(Point-per-instance localization data)
######

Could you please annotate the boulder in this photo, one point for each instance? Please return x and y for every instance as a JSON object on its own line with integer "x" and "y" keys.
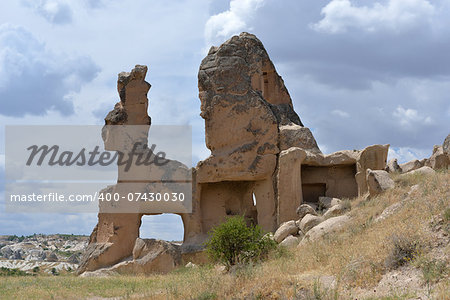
{"x": 334, "y": 211}
{"x": 285, "y": 229}
{"x": 150, "y": 256}
{"x": 378, "y": 181}
{"x": 305, "y": 209}
{"x": 439, "y": 159}
{"x": 411, "y": 165}
{"x": 388, "y": 211}
{"x": 290, "y": 241}
{"x": 372, "y": 157}
{"x": 326, "y": 227}
{"x": 75, "y": 259}
{"x": 309, "y": 221}
{"x": 392, "y": 166}
{"x": 422, "y": 170}
{"x": 51, "y": 257}
{"x": 327, "y": 202}
{"x": 293, "y": 135}
{"x": 446, "y": 145}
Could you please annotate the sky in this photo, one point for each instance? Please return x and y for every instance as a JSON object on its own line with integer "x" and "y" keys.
{"x": 359, "y": 72}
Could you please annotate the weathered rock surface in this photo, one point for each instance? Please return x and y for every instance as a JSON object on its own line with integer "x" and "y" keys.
{"x": 411, "y": 165}
{"x": 151, "y": 256}
{"x": 374, "y": 158}
{"x": 305, "y": 209}
{"x": 290, "y": 241}
{"x": 239, "y": 87}
{"x": 326, "y": 227}
{"x": 439, "y": 159}
{"x": 392, "y": 166}
{"x": 446, "y": 145}
{"x": 293, "y": 135}
{"x": 423, "y": 170}
{"x": 378, "y": 181}
{"x": 285, "y": 229}
{"x": 309, "y": 221}
{"x": 327, "y": 202}
{"x": 334, "y": 211}
{"x": 263, "y": 165}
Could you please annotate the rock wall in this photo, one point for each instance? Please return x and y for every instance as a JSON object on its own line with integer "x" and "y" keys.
{"x": 264, "y": 163}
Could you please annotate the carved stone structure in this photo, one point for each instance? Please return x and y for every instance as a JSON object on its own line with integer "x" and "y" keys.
{"x": 264, "y": 163}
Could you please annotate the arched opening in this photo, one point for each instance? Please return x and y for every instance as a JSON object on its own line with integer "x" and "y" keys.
{"x": 168, "y": 227}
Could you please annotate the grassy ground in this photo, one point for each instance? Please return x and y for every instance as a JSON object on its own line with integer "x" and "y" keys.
{"x": 357, "y": 257}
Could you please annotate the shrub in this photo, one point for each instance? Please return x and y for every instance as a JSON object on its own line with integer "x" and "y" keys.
{"x": 234, "y": 242}
{"x": 404, "y": 250}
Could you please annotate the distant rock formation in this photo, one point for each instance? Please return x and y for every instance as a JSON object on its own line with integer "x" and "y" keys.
{"x": 264, "y": 162}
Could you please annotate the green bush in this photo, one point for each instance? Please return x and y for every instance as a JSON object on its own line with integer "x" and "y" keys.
{"x": 234, "y": 242}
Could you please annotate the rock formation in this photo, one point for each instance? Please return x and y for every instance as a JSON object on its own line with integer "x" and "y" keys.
{"x": 264, "y": 162}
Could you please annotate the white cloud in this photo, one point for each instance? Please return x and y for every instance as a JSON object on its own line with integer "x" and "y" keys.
{"x": 33, "y": 79}
{"x": 409, "y": 117}
{"x": 222, "y": 26}
{"x": 405, "y": 154}
{"x": 395, "y": 15}
{"x": 54, "y": 11}
{"x": 340, "y": 113}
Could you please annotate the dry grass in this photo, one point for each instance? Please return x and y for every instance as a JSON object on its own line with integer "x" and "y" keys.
{"x": 356, "y": 257}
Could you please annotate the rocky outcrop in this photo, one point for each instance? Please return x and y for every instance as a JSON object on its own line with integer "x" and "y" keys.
{"x": 392, "y": 166}
{"x": 328, "y": 202}
{"x": 290, "y": 241}
{"x": 439, "y": 159}
{"x": 264, "y": 162}
{"x": 309, "y": 221}
{"x": 422, "y": 171}
{"x": 446, "y": 145}
{"x": 378, "y": 181}
{"x": 335, "y": 211}
{"x": 327, "y": 227}
{"x": 285, "y": 229}
{"x": 410, "y": 166}
{"x": 304, "y": 210}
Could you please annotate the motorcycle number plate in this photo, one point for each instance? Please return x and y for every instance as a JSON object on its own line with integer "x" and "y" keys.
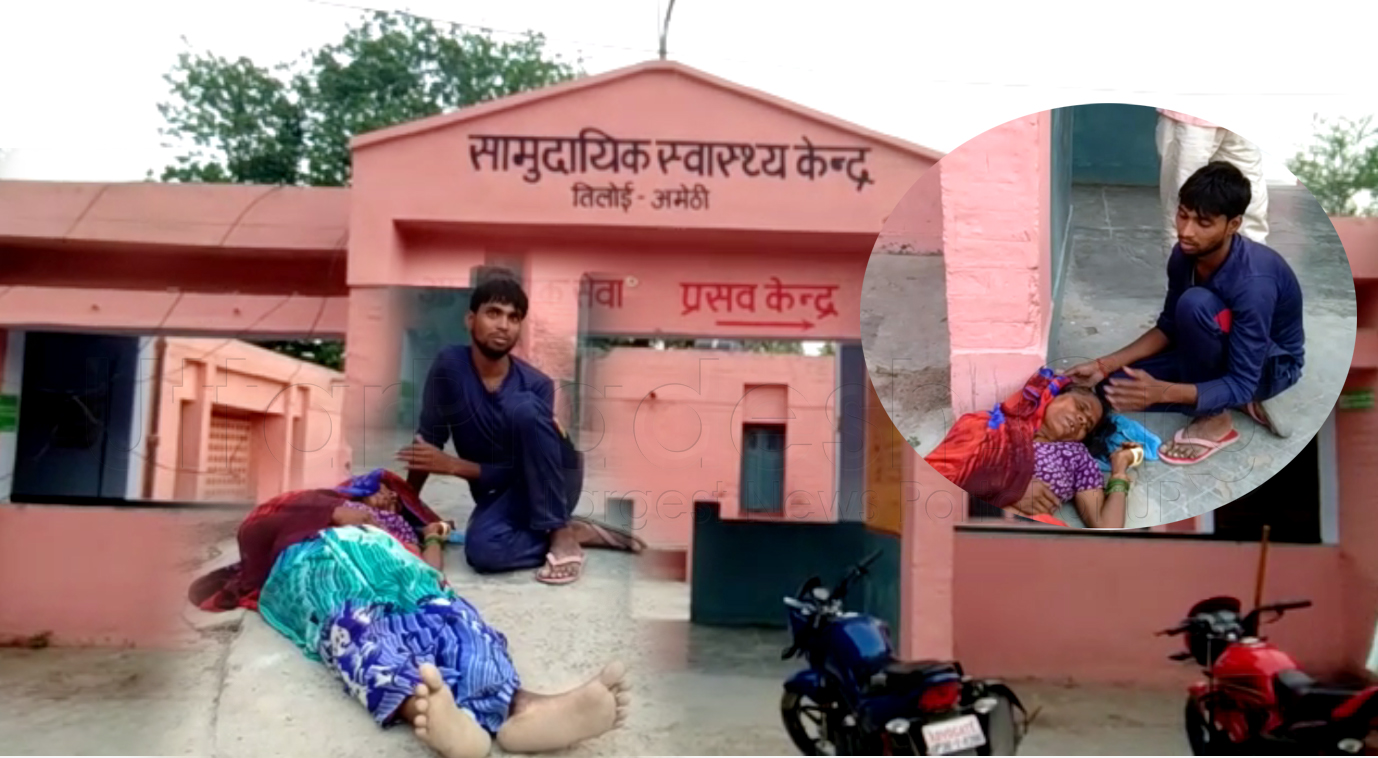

######

[The task]:
Write out every line above again exactly, with the pictures left out.

[Answer for the task]:
Could you please annotate the boulder in this photo, one point for each instance? Please return x and y for every instance as a JSON object on its own line with integer "x" and "y" keys.
{"x": 334, "y": 211}
{"x": 285, "y": 229}
{"x": 150, "y": 256}
{"x": 378, "y": 181}
{"x": 305, "y": 209}
{"x": 439, "y": 159}
{"x": 411, "y": 165}
{"x": 388, "y": 211}
{"x": 290, "y": 241}
{"x": 372, "y": 157}
{"x": 326, "y": 227}
{"x": 75, "y": 259}
{"x": 309, "y": 221}
{"x": 392, "y": 166}
{"x": 422, "y": 170}
{"x": 51, "y": 257}
{"x": 327, "y": 202}
{"x": 293, "y": 135}
{"x": 446, "y": 145}
Could you please annotate the sky in this photo, one point for each instance? Please return x and y for every instance as a JSON object on its own line with integer "x" and "y" keys.
{"x": 359, "y": 72}
Could you please annotate the weathered rock surface in this photo, one point for each instance? Please return x and y for every instance as a JSON object on its own line with integer "x" and "y" keys.
{"x": 411, "y": 165}
{"x": 151, "y": 256}
{"x": 374, "y": 158}
{"x": 305, "y": 209}
{"x": 290, "y": 241}
{"x": 239, "y": 87}
{"x": 326, "y": 227}
{"x": 439, "y": 159}
{"x": 392, "y": 166}
{"x": 446, "y": 145}
{"x": 293, "y": 135}
{"x": 423, "y": 170}
{"x": 378, "y": 181}
{"x": 285, "y": 229}
{"x": 309, "y": 221}
{"x": 327, "y": 202}
{"x": 334, "y": 211}
{"x": 263, "y": 165}
Could you please annotate the rock wall in this photo, one point for each instance? Please return x and y for every instance as a JSON object on its own line with integer "x" and "y" keys.
{"x": 264, "y": 163}
Could you please annotate the carved stone structure in this photo, one point for each instance? Please return x and y for every instance as a JSON object on its own line with integer "x" and "y" keys.
{"x": 264, "y": 163}
Could you please annotate the arched opening in this photo, one point for each instance? Please return x and y for every instance as a JSON object on its own line with integer "x" and "y" keys.
{"x": 168, "y": 227}
Could you please annotate the grassy ground in this photo, one point for each instance? Please return x and y for every instance as a JSON object on its own line with integer "x" and "y" keys.
{"x": 357, "y": 257}
Could you please annotate the shrub in this photo, one point for each instance? Please return x and y for every instance as a JSON object on its own line with integer "x" and "y" keys.
{"x": 234, "y": 242}
{"x": 404, "y": 250}
Could you please annotate the distant rock formation in this photo, one point for each instance? Please return x and y for every instance as a JSON object on its own line with integer "x" and "y" keys.
{"x": 264, "y": 162}
Could you please annotate the green bush in this photo, one point for each instance? Please return x and y for every instance as a JSON object on its own line with integer "x" and "y" keys.
{"x": 234, "y": 242}
Could you please annotate the rock formation in this photo, one point for each instance? Please return x and y for every instance as a JSON object on its own line with integer "x" and "y" keys.
{"x": 264, "y": 162}
Could you please annotate the white cloud in this photo, one point for each instance? Please return x and y for every instance as a JSON object on its own line with integer "x" and "y" keys.
{"x": 33, "y": 79}
{"x": 409, "y": 117}
{"x": 222, "y": 26}
{"x": 405, "y": 154}
{"x": 395, "y": 15}
{"x": 54, "y": 11}
{"x": 340, "y": 113}
Could you please annotate the dry grass in this photo, one point for each instance? Please return x and y for every instance as a JSON object on its own line with integer "x" and "y" keys.
{"x": 356, "y": 257}
Could you please annotate the rocky outcrop in this photo, one point for each instance? Please return x and y for every instance as a JSON object on its own line with integer "x" and "y" keys.
{"x": 392, "y": 166}
{"x": 328, "y": 202}
{"x": 290, "y": 241}
{"x": 439, "y": 159}
{"x": 264, "y": 162}
{"x": 309, "y": 221}
{"x": 422, "y": 171}
{"x": 446, "y": 145}
{"x": 378, "y": 181}
{"x": 335, "y": 211}
{"x": 327, "y": 227}
{"x": 285, "y": 229}
{"x": 410, "y": 166}
{"x": 304, "y": 210}
Could you please annotate the motorcycle number plate in this photo, one point for each instance? Please return x and y for every instance as a JSON object on its own line with integer "x" and "y" keys.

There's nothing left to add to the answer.